### RECORDS SUPPLIED

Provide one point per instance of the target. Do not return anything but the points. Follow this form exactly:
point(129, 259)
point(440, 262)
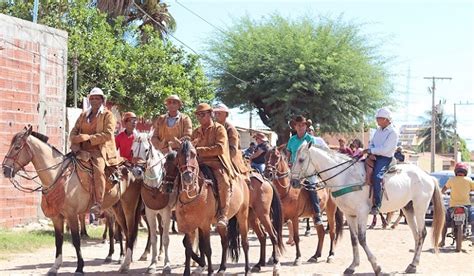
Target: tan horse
point(197, 209)
point(59, 178)
point(296, 204)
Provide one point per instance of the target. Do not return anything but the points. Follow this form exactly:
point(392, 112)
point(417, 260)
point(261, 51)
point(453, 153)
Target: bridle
point(24, 146)
point(271, 167)
point(317, 173)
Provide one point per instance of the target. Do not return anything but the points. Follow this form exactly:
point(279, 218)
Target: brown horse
point(61, 182)
point(197, 209)
point(296, 204)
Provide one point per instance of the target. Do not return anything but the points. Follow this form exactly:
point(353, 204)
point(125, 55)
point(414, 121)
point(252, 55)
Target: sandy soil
point(393, 249)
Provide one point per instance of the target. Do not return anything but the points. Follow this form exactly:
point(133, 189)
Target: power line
point(189, 47)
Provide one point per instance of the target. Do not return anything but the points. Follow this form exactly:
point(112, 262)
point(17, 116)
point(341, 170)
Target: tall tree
point(444, 127)
point(137, 77)
point(324, 69)
point(142, 13)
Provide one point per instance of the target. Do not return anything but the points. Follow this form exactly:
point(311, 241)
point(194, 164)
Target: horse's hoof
point(167, 269)
point(270, 261)
point(378, 270)
point(313, 260)
point(199, 269)
point(256, 268)
point(349, 271)
point(108, 260)
point(410, 269)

######

• _TASK DETAILS_:
The required answer is the material repeated exactly, with no images in it.

• _RESPONSE_:
Provide one point per instance of the target. Do not return anything but the points. Follow this form exactly:
point(129, 259)
point(440, 262)
Target: tan horse
point(197, 209)
point(59, 178)
point(296, 204)
Provide one point per instance of the target. Do not return anything but the points. Follow this form exactly:
point(392, 112)
point(417, 260)
point(261, 51)
point(453, 153)
Target: bridle
point(24, 146)
point(271, 167)
point(317, 173)
Provide one point per instance of the target. Do not return anything but the points. Follow this form exactly:
point(279, 218)
Target: brown horse
point(61, 182)
point(197, 209)
point(296, 204)
Provide one point per instance of the target. Do not return anything but the points. Follow this form exactly:
point(353, 204)
point(125, 55)
point(414, 121)
point(252, 55)
Target: sandy soil
point(393, 249)
Provide one point per instance of the target. Do not return anything but the points. Follow this form exactly:
point(133, 189)
Target: power line
point(189, 47)
Provide one point per instance of the target. Do not return anything but the points. Follow this form exactly:
point(112, 262)
point(17, 116)
point(341, 170)
Target: tall tree
point(444, 127)
point(137, 77)
point(324, 69)
point(142, 13)
Provide one point per instance of the target. Do not return anything but the points. Follow this form exactly:
point(311, 241)
point(194, 164)
Target: horse's hoof
point(167, 269)
point(270, 261)
point(378, 270)
point(313, 260)
point(199, 269)
point(256, 268)
point(349, 271)
point(108, 260)
point(410, 269)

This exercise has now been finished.